→ Set problem: Render the listing below as a Markdown table with two columns, No. and Text, giving each line its own numbered row and leaving out blank lines.
[Start of Task material]
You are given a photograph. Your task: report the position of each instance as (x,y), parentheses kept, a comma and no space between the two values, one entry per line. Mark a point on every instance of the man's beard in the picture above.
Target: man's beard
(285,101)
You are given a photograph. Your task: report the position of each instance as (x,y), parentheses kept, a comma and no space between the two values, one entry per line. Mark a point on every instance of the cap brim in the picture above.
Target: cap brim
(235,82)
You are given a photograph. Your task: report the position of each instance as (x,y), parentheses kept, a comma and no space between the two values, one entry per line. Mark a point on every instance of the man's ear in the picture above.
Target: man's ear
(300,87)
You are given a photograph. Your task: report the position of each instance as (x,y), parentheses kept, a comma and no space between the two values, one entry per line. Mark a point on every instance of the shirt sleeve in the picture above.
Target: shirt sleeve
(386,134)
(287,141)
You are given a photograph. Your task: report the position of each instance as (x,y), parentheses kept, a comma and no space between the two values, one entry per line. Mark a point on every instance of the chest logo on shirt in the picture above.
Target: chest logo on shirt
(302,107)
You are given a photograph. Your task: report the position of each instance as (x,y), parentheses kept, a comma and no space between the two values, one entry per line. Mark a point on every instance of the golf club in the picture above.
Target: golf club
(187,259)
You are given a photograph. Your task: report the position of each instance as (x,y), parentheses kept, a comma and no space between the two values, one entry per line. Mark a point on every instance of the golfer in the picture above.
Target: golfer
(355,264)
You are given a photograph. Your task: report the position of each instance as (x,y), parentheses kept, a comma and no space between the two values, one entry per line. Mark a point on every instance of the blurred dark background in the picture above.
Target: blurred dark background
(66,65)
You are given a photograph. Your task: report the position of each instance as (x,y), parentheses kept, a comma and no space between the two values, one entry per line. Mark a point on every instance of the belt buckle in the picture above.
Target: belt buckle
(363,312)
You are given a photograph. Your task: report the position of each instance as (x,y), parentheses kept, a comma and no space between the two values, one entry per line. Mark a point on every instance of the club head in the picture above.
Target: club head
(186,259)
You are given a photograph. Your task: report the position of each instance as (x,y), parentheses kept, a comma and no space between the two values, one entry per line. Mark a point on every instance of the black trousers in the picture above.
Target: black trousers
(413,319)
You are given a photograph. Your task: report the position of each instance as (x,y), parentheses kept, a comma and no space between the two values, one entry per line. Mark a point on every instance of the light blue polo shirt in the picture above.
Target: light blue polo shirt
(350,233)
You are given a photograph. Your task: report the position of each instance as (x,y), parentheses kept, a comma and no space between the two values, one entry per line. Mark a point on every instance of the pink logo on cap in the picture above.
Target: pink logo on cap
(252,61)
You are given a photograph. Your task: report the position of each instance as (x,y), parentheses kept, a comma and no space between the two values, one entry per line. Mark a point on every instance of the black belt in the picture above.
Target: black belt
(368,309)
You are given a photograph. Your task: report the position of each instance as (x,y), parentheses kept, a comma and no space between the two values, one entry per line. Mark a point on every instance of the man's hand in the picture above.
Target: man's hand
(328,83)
[End of Task material]
→ Exercise result:
| No. | Text |
|---|---|
| 1 | You are given a photograph. Your task: report the position of each instance as (x,y), parentheses kept, a comma and no space between the two values, one entry per line. Mark a point on every instance of the man's beard in the picture above. |
| 2 | Target: man's beard |
| 3 | (285,101) |
| 4 | You are given a photograph. Your task: report the position of each instance as (x,y), parentheses kept, a comma and no space between the two values, one entry per line. Mark a point on every instance of the cap brim in the picture above. |
| 5 | Target: cap brim |
| 6 | (235,82) |
| 7 | You are given a photograph. Your task: report the position of each instance as (x,y), parentheses kept, a comma and no space between the two values, one entry per line. Mark a point on every instance of the man's ear in the picture above. |
| 8 | Target: man's ear |
| 9 | (300,87) |
| 10 | You are given a photograph. Your task: report the position of each instance as (x,y), parentheses kept, a comma and no space between the two values, one entry per line. Mark a point on every instance of the shirt sleeve in the picture above. |
| 11 | Target: shirt sleeve |
| 12 | (386,134) |
| 13 | (287,141) |
| 14 | You are given a photograph. Your task: report the position of each instance as (x,y), parentheses kept, a comma and no space between the two values, one entry per line. Mark a point on every instance of the chest logo on shirt in the picture above. |
| 15 | Target: chest logo on shirt |
| 16 | (302,107) |
| 17 | You are given a photograph. Your task: report the position of each instance as (x,y), parentheses kept, a comma and no space between the two values, one entry per line. Mark a point on every instance of the golf club in the picture above. |
| 18 | Target: golf club |
| 19 | (187,259) |
| 20 | You are given a photograph. Your task: report the position of each instance as (x,y), parentheses kept, a comma and no space between the two values, one entry per line. Mark a point on every instance of the golfer in the picture above. |
| 21 | Target: golfer |
| 22 | (355,264) |
| 23 | You are given a photograph. Your task: report the position of each instance as (x,y), parentheses kept, a comma and no space between the two values, one entry per line. Mark a point on every instance of the blurred dark background in the picture above. |
| 24 | Target: blurred dark background |
| 25 | (66,65) |
| 26 | You are given a photograph. Your task: report the position of each instance as (x,y), parentheses kept, a comma and no space between the two values, one entry per line. Mark a point on every instance of the belt buckle in the picture above. |
| 27 | Target: belt buckle |
| 28 | (363,312) |
| 29 | You are given a photograph. Your task: report the position of each instance as (x,y), parentheses kept, a comma and no space between the two values, one entry per line. Mark a point on every instance of the club head in the picture above. |
| 30 | Target: club head |
| 31 | (186,259) |
| 32 | You are given a photograph. Your task: report the position of each instance as (x,y), parentheses kept, a comma and no space between the two values, one entry per line. Mark a point on every instance of the black trousers in the picture above. |
| 33 | Target: black trousers |
| 34 | (413,319) |
| 35 | You are given a photograph. Your task: report the position of each instance as (x,y), parentheses kept, a comma and no space between the two values, one entry per line. Mark a point on every instance of the light blue polo shirt in the picture above. |
| 36 | Target: light blue polo shirt |
| 37 | (350,233) |
| 38 | You are given a photograph. Your task: report the position of each instance as (x,y), parentheses kept, a comma and no space between the two values, one entry per line. Mark a point on every instance of the pink logo on cap in the picture above. |
| 39 | Target: pink logo on cap |
| 40 | (252,61) |
| 41 | You are given a photograph. Your task: report the position of each instance as (x,y), parentheses kept, a comma and no space between the two values, one entry per line. Mark a point on every instance of the black belt in the picture above. |
| 42 | Target: black belt |
| 43 | (368,309) |
| 44 | You are given a photograph. Your task: report the position of each instance as (x,y), parentheses kept, a comma and no space between the two values, one entry per line. Mark a point on every instance of the man's hand in the picture above. |
| 45 | Target: man's hand |
| 46 | (328,83) |